[Raw data start]

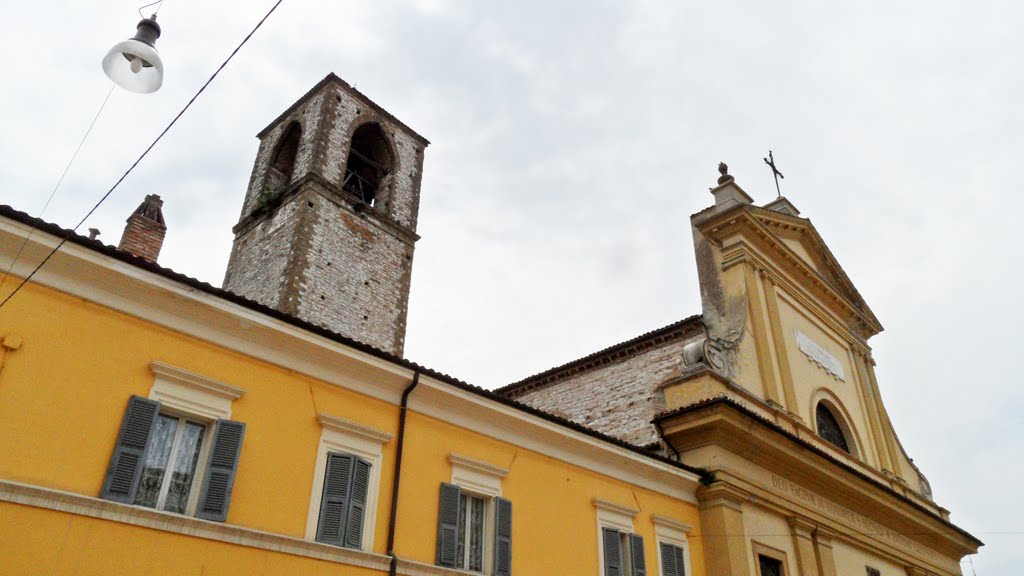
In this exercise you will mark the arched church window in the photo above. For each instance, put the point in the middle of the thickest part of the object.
(284, 159)
(369, 162)
(829, 428)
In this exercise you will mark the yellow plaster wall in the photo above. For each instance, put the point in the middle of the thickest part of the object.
(808, 377)
(769, 530)
(853, 561)
(52, 543)
(62, 397)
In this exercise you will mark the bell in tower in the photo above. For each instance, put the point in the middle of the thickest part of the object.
(328, 227)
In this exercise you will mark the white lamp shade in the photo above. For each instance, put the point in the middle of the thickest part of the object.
(134, 66)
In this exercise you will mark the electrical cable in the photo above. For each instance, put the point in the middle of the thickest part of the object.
(143, 155)
(57, 186)
(161, 2)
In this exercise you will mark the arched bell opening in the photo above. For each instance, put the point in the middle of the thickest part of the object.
(370, 161)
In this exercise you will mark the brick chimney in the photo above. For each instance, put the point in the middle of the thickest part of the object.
(144, 234)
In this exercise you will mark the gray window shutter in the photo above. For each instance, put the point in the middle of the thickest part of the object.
(636, 554)
(129, 452)
(672, 561)
(219, 480)
(334, 502)
(612, 552)
(680, 565)
(503, 537)
(448, 526)
(357, 503)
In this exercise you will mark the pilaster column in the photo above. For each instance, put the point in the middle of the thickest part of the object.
(803, 542)
(757, 311)
(781, 351)
(722, 526)
(822, 544)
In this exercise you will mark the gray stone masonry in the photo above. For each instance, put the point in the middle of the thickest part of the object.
(307, 247)
(615, 392)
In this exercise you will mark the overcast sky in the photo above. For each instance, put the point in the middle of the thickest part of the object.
(571, 141)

[Raw data end]

**Challenge:** Copy the listing above word for word, leaving out the pictures.

**Result of the exercise:**
In this exercise you will mark the arched church window in the photo above. For each instance, put the point in the middle of the thickest part of the object.
(284, 159)
(369, 162)
(829, 428)
In this exercise you will mark the yellow plaster wall in the photo above. For each instance, put the point in the middle of the thickest part of the object.
(808, 377)
(769, 530)
(853, 561)
(52, 543)
(62, 397)
In this exercise you will mark the bell in tower in the photo above. For each instance, put the point in the middle of the thickest part of the object.
(328, 227)
In this exercise you will mark the white lamp shade in the photo above. For each instance, put the point in the middle of the thickest part of the object.
(134, 66)
In this exercise you will mark the electrical cable in the photo above. For each instance, put the point in the middle of the thickest part of the object.
(143, 155)
(57, 186)
(161, 2)
In this exercise you will mark the arched bell opening in the photo above. For each instance, put the point in the middle of the thickest part of the object.
(370, 161)
In this exercise you will mark the brick chimney in the photo above. For each instance, put the point in the middle of the thickest part of the object.
(144, 234)
In this exercise you will mark the gray window shutter in the photo above. For each instance, put the point in the middle of the thickest part of the object.
(636, 554)
(129, 452)
(672, 561)
(219, 480)
(334, 502)
(612, 552)
(680, 565)
(503, 537)
(448, 526)
(357, 503)
In this exercise you will mark the pilaster column in the photo above. For each instance, put the point in the middle of the thickest part of the object.
(803, 542)
(757, 311)
(781, 351)
(722, 526)
(822, 544)
In this exercise you will mark the gray stone masonry in the photo above. For each instance, put the point in the middle of the thickest part of the object.
(307, 247)
(615, 392)
In this exercise you will mark the overcast sky in the photo above. For each instance, put the point in the middle of the thickest part of the object.
(571, 141)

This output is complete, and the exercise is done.